▶ [SOURCE DATA]
┌──

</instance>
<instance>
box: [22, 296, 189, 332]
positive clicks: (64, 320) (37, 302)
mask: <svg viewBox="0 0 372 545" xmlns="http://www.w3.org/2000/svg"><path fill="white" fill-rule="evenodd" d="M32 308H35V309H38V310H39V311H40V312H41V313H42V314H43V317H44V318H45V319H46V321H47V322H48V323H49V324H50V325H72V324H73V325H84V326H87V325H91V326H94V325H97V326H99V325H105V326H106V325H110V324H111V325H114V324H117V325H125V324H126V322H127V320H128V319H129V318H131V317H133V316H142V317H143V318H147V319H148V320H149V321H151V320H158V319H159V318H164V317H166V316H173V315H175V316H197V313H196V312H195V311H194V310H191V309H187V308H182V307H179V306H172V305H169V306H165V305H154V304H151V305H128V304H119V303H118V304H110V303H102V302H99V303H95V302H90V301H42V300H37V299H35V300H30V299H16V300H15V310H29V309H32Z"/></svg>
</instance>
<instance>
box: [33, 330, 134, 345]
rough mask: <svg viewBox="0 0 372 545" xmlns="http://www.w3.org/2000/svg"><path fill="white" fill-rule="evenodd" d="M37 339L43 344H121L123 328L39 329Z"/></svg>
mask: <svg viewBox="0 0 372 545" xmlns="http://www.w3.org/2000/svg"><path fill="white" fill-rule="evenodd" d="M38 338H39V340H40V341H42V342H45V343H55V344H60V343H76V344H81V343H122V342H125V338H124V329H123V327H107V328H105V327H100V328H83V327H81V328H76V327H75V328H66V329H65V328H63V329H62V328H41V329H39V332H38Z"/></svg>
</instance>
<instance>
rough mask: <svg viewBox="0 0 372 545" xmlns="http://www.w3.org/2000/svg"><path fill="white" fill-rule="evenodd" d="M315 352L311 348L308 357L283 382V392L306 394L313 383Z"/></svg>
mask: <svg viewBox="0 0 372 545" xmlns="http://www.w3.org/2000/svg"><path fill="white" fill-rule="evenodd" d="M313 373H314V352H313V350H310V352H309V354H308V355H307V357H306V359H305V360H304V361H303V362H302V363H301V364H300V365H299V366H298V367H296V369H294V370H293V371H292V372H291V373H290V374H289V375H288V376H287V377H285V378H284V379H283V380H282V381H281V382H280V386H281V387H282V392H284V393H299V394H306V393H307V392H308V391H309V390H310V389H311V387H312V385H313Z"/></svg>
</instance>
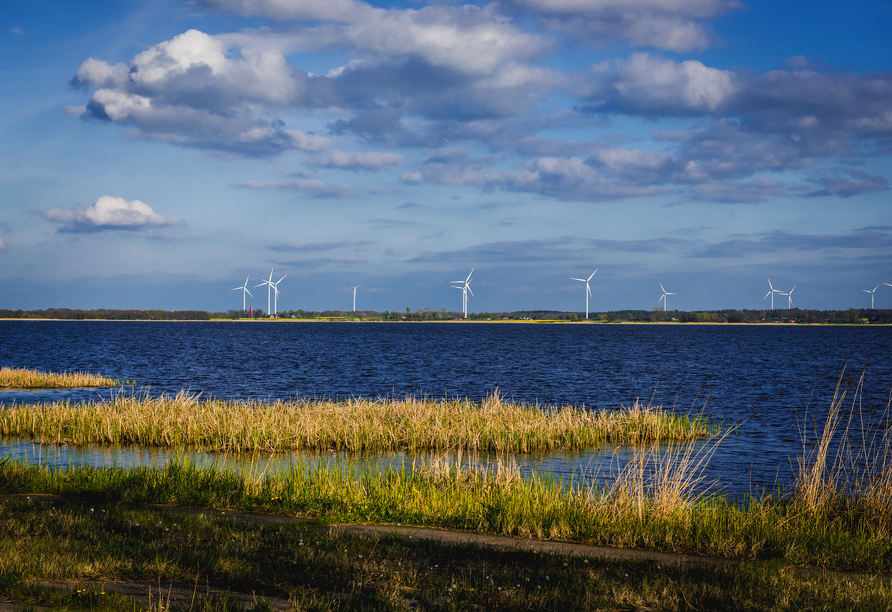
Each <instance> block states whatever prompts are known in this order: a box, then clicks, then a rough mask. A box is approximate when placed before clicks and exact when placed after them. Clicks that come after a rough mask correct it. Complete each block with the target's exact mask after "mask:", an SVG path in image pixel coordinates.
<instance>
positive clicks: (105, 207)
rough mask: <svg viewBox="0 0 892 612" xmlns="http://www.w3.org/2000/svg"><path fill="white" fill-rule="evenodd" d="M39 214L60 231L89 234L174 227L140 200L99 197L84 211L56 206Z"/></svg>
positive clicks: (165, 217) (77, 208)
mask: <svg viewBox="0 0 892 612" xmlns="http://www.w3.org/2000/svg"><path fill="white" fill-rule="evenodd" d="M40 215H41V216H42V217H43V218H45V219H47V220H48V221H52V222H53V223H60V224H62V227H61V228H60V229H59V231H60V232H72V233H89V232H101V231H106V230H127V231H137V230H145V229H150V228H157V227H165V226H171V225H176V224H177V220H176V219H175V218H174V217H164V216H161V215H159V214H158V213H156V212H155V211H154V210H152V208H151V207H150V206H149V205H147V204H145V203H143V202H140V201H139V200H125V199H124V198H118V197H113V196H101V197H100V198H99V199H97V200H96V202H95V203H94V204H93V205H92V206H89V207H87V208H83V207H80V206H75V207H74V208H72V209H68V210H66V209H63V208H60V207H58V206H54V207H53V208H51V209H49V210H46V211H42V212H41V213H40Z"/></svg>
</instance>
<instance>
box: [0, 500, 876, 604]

└──
┌──

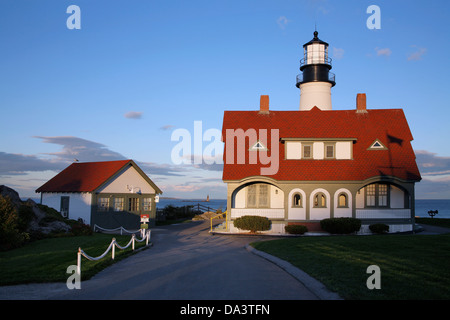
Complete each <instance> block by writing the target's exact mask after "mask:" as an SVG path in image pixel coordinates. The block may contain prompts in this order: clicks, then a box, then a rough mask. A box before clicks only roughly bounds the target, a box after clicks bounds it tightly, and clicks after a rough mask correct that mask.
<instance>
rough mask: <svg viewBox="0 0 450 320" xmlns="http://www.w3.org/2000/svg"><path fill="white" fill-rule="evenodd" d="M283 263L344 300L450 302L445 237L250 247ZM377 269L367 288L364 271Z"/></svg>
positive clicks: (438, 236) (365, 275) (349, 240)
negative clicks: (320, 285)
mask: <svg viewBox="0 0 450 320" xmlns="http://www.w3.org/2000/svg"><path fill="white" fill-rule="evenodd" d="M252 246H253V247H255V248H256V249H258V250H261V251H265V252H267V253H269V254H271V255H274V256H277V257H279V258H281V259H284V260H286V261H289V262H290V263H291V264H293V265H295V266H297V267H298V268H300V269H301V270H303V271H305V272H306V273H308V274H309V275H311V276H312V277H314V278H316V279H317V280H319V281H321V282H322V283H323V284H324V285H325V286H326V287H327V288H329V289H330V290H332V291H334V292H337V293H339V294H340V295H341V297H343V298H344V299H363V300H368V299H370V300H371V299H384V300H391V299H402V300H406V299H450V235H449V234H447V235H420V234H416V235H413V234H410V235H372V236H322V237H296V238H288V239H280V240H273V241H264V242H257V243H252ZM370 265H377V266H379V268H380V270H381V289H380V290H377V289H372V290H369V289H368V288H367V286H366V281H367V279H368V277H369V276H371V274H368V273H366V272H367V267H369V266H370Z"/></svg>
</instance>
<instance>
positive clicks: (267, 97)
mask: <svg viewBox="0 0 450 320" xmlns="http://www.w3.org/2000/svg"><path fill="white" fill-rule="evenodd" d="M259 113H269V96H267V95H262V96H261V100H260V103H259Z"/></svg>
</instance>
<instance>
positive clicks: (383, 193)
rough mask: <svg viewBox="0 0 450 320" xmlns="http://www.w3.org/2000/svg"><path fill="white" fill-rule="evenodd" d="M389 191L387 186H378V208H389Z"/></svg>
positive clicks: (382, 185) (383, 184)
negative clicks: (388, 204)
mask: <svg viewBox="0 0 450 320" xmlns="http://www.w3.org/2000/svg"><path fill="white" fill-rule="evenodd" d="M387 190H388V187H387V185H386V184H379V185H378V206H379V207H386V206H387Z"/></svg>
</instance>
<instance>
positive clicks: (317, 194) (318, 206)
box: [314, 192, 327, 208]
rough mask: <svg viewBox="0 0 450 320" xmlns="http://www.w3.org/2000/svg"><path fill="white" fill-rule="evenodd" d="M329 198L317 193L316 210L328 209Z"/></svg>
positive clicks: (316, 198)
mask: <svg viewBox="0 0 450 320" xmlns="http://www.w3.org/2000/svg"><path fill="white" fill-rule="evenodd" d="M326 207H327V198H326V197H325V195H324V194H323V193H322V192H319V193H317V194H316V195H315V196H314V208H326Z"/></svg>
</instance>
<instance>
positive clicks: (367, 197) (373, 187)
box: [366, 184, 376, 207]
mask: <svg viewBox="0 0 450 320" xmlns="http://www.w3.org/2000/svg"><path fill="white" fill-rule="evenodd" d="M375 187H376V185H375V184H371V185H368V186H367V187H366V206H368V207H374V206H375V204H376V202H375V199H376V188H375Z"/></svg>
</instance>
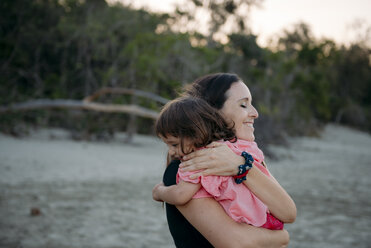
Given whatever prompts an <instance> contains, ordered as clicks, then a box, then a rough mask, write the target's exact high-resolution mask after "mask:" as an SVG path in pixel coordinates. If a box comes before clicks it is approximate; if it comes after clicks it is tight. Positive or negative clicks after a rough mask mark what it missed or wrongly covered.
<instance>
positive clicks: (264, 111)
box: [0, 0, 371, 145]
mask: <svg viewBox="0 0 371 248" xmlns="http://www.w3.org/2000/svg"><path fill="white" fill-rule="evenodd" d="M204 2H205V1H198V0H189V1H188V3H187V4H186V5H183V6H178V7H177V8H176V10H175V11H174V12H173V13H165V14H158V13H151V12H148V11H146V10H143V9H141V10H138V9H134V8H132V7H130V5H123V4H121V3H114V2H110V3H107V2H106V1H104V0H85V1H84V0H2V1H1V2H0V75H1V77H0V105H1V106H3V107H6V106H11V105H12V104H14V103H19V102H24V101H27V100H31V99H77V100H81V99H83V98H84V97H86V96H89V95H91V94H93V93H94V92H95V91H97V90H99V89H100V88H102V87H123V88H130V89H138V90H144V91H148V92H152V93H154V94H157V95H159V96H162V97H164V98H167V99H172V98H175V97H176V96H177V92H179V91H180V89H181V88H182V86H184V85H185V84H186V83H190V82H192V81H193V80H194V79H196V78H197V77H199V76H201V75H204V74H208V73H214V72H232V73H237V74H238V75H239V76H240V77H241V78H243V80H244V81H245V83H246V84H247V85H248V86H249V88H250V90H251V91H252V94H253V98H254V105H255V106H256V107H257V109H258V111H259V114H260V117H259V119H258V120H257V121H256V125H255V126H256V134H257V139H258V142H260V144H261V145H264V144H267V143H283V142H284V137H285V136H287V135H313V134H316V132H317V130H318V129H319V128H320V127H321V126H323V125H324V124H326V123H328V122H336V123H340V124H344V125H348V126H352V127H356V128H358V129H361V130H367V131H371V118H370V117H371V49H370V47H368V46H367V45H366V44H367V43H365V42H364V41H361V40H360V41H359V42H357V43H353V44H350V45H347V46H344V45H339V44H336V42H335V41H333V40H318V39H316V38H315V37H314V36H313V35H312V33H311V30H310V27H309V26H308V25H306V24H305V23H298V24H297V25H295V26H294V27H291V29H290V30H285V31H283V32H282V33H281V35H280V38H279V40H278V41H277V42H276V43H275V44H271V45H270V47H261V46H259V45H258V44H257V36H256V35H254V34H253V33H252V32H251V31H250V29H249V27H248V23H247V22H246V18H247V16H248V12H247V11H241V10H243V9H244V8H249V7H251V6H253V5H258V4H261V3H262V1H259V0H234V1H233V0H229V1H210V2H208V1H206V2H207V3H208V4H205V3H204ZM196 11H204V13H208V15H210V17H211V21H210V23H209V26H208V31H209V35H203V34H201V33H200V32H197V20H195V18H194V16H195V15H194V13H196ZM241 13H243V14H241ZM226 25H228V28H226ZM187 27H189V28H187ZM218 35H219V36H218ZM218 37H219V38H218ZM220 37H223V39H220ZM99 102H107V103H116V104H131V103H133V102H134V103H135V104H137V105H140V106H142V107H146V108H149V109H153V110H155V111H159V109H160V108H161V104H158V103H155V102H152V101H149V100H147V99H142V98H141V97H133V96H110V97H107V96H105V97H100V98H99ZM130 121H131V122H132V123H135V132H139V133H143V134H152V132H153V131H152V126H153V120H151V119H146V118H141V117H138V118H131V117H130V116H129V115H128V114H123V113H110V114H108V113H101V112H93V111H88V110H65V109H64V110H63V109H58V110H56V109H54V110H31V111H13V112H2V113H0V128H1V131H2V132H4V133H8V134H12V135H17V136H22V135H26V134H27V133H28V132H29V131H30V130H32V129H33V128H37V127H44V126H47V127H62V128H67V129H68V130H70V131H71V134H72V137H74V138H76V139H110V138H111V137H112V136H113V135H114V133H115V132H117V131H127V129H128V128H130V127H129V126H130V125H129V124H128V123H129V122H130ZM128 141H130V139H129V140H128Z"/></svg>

└──
┌──

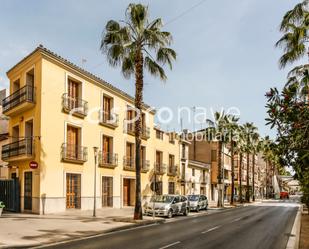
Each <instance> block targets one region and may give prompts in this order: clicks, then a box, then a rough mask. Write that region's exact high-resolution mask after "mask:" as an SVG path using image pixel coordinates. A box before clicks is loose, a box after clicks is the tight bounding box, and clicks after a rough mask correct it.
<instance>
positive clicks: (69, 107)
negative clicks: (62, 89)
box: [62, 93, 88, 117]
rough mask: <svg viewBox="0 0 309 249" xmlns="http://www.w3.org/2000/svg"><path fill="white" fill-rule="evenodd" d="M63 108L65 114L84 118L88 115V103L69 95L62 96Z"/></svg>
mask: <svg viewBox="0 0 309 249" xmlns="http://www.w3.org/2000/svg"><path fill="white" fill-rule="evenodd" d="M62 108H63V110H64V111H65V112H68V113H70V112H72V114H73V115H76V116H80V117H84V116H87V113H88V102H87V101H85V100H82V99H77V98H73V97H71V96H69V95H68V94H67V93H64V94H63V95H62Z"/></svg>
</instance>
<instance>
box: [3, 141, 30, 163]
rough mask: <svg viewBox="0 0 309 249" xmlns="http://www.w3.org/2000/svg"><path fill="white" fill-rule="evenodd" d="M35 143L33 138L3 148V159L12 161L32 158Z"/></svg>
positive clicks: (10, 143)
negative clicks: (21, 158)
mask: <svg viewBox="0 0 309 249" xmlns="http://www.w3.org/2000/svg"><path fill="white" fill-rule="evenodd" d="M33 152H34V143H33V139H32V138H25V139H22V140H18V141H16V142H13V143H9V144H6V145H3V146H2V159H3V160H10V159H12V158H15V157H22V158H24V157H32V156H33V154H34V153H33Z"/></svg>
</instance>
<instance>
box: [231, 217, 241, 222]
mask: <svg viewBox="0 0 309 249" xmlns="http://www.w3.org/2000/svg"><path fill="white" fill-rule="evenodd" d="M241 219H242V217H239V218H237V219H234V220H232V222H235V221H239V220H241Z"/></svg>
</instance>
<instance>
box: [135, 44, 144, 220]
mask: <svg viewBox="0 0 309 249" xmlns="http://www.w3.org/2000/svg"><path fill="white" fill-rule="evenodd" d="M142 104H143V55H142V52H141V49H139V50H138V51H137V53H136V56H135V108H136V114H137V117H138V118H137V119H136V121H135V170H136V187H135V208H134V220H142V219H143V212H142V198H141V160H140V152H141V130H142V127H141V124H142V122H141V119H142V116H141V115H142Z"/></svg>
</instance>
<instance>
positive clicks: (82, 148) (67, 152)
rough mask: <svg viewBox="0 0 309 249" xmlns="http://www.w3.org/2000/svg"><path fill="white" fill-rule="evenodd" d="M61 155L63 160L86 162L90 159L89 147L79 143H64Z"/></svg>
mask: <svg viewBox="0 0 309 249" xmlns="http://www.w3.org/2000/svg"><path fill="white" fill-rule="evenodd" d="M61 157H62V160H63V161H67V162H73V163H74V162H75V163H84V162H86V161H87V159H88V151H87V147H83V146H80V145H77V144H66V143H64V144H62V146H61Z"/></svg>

└──

▶ [TASK GOAL] Gather every line from the entries above that contains the string "negative", treating uppercase and lowercase as different.

▶ [PROBLEM SOLUTION]
negative clicks: (320, 285)
negative clicks: (388, 204)
Given whatever prompts an <instance> contains, ordered as clicks, then a box, then a rough mask, write the target's exact high-resolution mask after "mask:" as an SVG path in pixel coordinates. If a box comes before clicks it is approximate; if it comes after clicks it is tight. Positive or negative clicks after a rough mask mark what it missed or wrongly covered.
negative clicks: (62, 89)
negative clicks: (21, 158)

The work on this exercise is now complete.